> [Task to carry out]
According to the complaint in the Standard Oil case summary below, why did the company sell kerosene in St. Paul and Minneapolis for less than in other Minnesota localities? Answer in one to three sentences.

> [Reading passage]
—————

State ex rel. Young v. Standard Oil Company

Decision Date20 May 1910
Docket Number16,303 - (2)
Citation126 N.W. 527,111 Minn. 85
PartiesSTATE ex rel. EDWARD T. YOUNG v. STANDARD OIL COMPANY
CourtMinnesota Supreme Court

Action in the district court for Ramsey county by the attorney general, in the name of the state, to adjudge defendant guilty of unfair discrimination and unfair competition under Laws 1907, c. 269, and to cancel and annul the right, permit and license of defendant to do business in Minnesota, and for such further order in the premises as will give full force and effect to such cancelation.

The complaint, in addition to the allegations quoted in the opinion, alleged that defendant distributed and was still selling and distributing kerosene in the cities of St. Paul and Minneapolis at prices from one to three cents per gallon less than it had sold kerosene of the same grade, quality kind and test in various other localities of Minnesota to which the cost of transportation and distribution of said oil from the place of production and manufacture was the same as to the cities named, specifying certain non-competitive places where the higher prices were charged; "that in the cities of St. Paul and Minneapolis, a number of persons and corporations, competitors of defendant, keep and maintain storage tanks and tank wagons for the distribution and sale of kerosene in said cities, while in said other cities no competition exists, and the discriminations heretofore alleged have been made and are made, with the intent to destroy the business of such competitors and to create a monopoly in the business of distributing such kerosene; that the defendant by reason of its extensive system of carrying tanks, storage tanks and tank wagons extending in the distribution and sale of kerosene throughout the state of Minnesota and by reason of its unlawful discrimination in the price of kerosene between localities where there is competition and where there is not, has prevented and does prevent the investment of capital in said business and has prevented and does prevent legitimate competition in said business in the various portions of the state."

Defendant demurred to the complaint on the ground that it did not state facts sufficient to constitute a cause of action, and that Laws 1907, c. 269, was repugnant to section 1 of the fourteenth amendment of the federal constitution, and to section 7, of article 1 and sections 27, 33 and 34 of article 4 of the state constitution. From an order, Bunn, J. sustaining defendant's demurrer to the complaint, the state appealed. Reversed.

SYLLABUS

Foreign corporation -- revocation of license.

The procedure allowed by chapter 269, Laws 1907, for revocation of the license of a foreign corporation, is not exclusive, and under the discretion vested in him the attorney general of the state may in the name of the state institute proceedings to have such license adjudged forfeited.

—————

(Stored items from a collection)
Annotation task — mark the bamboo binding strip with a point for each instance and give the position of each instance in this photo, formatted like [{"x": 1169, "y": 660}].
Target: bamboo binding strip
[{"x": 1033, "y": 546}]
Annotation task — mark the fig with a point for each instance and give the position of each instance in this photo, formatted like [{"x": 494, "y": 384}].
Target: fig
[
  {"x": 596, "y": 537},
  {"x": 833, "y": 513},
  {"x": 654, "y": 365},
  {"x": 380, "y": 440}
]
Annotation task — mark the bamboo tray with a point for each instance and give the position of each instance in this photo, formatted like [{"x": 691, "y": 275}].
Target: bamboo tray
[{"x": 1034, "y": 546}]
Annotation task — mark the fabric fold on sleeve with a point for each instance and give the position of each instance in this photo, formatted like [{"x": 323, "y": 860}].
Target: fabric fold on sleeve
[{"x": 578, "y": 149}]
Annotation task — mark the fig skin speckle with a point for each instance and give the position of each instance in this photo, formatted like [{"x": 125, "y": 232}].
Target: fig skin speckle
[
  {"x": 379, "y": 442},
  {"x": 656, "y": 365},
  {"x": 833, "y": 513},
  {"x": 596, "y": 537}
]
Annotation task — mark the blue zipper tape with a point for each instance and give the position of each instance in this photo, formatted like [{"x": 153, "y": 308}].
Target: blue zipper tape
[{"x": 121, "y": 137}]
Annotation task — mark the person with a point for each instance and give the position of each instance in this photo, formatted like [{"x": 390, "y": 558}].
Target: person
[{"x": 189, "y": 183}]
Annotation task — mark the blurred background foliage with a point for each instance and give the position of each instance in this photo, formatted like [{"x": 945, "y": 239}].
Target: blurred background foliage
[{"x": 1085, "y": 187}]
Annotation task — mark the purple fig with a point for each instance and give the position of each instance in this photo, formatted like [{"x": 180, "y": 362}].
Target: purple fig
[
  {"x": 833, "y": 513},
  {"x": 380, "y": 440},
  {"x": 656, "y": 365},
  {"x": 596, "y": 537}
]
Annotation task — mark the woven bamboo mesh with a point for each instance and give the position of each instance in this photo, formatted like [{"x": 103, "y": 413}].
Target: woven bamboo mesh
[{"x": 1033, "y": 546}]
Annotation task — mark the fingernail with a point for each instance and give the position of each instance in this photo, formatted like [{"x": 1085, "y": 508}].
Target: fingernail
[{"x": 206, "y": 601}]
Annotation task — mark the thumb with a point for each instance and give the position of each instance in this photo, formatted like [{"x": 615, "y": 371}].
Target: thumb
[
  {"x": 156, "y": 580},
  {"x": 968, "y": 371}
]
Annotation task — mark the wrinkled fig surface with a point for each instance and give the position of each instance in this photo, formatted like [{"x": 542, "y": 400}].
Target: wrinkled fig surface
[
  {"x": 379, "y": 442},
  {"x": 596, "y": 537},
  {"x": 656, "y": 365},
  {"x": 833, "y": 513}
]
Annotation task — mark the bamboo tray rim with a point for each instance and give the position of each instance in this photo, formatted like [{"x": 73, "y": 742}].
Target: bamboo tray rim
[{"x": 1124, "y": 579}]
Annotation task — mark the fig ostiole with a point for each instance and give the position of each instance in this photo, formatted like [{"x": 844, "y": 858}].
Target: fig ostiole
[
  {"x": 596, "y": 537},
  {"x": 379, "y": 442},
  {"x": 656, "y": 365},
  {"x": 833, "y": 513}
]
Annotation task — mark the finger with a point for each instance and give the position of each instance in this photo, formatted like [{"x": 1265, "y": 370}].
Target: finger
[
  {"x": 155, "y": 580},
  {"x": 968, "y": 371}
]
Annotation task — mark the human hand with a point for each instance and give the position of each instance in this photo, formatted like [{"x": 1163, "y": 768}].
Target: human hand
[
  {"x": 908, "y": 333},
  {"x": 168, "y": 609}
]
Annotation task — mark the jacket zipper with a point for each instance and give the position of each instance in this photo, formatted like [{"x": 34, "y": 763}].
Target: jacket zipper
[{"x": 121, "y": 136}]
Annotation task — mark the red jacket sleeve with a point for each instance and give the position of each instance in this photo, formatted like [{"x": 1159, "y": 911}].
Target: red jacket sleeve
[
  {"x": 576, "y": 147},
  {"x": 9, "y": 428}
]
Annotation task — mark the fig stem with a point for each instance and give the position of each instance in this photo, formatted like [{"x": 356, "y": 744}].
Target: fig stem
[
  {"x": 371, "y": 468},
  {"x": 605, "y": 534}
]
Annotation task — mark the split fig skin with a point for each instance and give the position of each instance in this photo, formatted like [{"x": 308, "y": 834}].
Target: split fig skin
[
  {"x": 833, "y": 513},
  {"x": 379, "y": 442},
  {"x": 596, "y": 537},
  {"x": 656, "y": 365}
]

—————

> [Answer to this problem]
According to the complaint, competitors kept storage tanks and tank wagons for selling kerosene in St. Paul and Minneapolis, while the other places had no competition. The company set the lower prices there to destroy those competitors' business and create a monopoly in distributing kerosene.